_Source passage_.
-- Begin --

After spending a day with Microsoft Innovative Schools and
before visiting BETT, I toured Cornwallis Academy, a K-12 school outside of London and
managed by the Future Schools Trust. The leadership team demonstrated lookred®, an information system key to their approach to “personalise” learning and “pastoral care.”
Almost two years ago, Susan Patrick from iNACOL introduced me to lookred founder and CEO Chris Poole; so, I sent him some
questions.
TVA: Chris, it looks like lookred is built on SharePoint.
CP: Yes, lookred utilizes Sharepoint and other Microsoft business intelligence tools. We’ll be moving on to Office 365
shortly. lookred has designed and built integration technology to schools management information systems, user interface customisation for education, and a
services layer to bring education specific functionality such as electronic assignments, lesson reporting and grading. The architecture follows the
principle that Microsoft use for Office365, utilising a multi-tenanted approach that ensures data segregation, performance optimisation and the ability to
scale.
TVA: Where did this idea come from?
CP: With our backgrounds we are bringing what we know about how other sectors (retail, banks, police. Government, etc.) have been using data etc to change
their business models and contextualising that for education. We have been interested in how supermarkets have used data for some
time. Indeed our provocation is “What if we knew as much about learners as Amazon and Tesco do about their customers ...”
TVA: Right, back in 1993 when I was in retail I had detailed item and customer information daily. Then in 1994 as a superintendent I had no information
on anything.
CP: That’s because education (all stakeholders) don’t have the right tools to help them turn the challenges and pressures of urgent need to raise
standards, student engagement, accountability, transparency, “do more with less” -- into opportunity.
TVA: What specific functions does lookred handle for schools?
The products are lookred® Spaces and lookred® Insights.
lookred® Spaces allows personalised anywhere, anytime access to all aspects of teaching and learning. Spaces is a platform that allows seamless integration
with all educational services from library management to careers service information. Social enterprise features engage the user through blogs, wiki’s,
tags and notes, and powerful search capabilities across content and people.
lookred® Insights provides analytics and trends, with compelling visualisations of the data. Education systems are not short of data but they are short of
information. The striking benefit in the lookred® solution is being able to find individual slices of information scattered across a number of systems,
bring them into one view and then interact with it in a meaningful way to make better decisions.
TVA: What does that mean for education leaders?
At a local authority, state, or national level, leaders can access aggregated information from multiple source systems to understand holistic issues and
assist in making more informed decisions on policy.
The school leader and senior leadership teams are empowered by free and timely access to pertinent information on school performance, levels of
intervention success, and alerts on student behaviour and achievement. Through simple to use tools and familiar interfaces questioning the information is
straightforward to understand. For example, why attendance has dipped, what contributed to the rise in Maths attainment, or which staff members are
displaying good practice, and why.

-- End --

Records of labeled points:
-- Begin --

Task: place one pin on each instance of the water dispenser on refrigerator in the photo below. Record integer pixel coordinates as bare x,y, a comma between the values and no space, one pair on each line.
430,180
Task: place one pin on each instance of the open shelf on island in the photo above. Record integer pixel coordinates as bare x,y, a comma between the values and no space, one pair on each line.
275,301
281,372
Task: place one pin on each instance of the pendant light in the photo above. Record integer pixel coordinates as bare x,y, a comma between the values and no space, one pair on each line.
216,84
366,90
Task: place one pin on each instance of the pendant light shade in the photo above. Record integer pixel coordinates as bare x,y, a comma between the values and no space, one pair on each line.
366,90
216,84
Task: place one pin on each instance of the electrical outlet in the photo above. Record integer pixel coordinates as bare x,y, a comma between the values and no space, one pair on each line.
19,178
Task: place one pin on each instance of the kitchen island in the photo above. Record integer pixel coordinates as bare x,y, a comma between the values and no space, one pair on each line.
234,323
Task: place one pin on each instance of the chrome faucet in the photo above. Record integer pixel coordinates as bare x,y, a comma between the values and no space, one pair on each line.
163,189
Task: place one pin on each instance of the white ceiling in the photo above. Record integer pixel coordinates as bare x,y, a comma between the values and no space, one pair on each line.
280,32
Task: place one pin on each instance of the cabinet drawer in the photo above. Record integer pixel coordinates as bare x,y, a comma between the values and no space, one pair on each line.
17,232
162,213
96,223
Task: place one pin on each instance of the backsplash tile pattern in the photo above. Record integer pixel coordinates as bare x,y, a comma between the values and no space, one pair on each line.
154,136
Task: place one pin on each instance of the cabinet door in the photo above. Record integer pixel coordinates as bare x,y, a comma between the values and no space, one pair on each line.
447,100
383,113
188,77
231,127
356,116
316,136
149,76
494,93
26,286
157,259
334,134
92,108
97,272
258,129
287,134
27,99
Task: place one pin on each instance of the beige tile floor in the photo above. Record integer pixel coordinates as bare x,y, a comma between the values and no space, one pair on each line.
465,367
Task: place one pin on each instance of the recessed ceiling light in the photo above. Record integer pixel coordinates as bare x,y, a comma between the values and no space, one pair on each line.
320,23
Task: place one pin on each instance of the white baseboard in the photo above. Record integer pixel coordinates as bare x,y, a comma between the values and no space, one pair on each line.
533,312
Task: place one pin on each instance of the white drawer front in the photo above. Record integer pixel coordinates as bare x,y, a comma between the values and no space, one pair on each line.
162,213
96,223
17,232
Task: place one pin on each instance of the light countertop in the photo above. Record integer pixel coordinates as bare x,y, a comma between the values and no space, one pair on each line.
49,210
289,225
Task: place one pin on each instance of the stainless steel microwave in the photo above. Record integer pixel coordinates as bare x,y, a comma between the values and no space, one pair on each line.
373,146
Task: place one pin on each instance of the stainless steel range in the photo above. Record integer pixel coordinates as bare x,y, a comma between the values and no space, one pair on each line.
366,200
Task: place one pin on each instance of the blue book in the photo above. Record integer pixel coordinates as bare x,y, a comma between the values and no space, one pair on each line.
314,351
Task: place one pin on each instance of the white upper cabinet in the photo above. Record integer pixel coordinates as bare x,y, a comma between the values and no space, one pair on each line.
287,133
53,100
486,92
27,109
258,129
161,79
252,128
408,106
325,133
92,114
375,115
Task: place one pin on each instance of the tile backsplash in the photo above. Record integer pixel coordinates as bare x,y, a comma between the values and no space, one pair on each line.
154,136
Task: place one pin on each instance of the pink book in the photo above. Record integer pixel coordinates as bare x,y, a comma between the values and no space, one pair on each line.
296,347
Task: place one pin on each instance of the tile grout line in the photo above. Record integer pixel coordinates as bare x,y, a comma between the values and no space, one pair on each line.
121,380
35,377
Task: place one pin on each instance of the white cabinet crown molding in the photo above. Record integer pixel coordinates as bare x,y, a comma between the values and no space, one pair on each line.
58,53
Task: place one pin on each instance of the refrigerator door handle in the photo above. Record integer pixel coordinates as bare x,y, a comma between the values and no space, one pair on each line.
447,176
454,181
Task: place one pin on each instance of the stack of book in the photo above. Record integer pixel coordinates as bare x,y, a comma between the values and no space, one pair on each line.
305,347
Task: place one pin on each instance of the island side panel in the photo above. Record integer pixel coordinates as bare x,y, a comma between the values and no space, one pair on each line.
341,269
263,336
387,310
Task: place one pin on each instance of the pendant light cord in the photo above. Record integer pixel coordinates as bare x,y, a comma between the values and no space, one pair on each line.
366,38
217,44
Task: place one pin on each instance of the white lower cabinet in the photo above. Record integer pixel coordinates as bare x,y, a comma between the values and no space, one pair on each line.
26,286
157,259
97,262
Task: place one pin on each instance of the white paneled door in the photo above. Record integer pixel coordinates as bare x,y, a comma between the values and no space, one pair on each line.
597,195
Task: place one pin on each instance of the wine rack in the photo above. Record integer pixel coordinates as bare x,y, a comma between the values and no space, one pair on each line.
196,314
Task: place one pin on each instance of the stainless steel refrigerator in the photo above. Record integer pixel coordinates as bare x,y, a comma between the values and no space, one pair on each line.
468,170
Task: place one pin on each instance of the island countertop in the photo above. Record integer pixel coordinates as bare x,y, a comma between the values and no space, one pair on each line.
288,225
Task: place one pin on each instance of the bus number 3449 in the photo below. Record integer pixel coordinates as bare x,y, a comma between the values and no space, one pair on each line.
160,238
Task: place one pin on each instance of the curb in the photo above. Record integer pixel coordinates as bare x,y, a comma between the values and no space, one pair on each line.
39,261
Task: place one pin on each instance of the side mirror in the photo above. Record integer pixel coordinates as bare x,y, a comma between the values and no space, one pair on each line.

-- End --

_Requirement_. Transcribe the passage from the lookred interview word for word, beginning at the words "TVA: What does" and stopping after "decisions on policy.".

_Solution to this exercise_.
TVA: What does that mean for education leaders?
At a local authority, state, or national level, leaders can access aggregated information from multiple source systems to understand holistic issues and
assist in making more informed decisions on policy.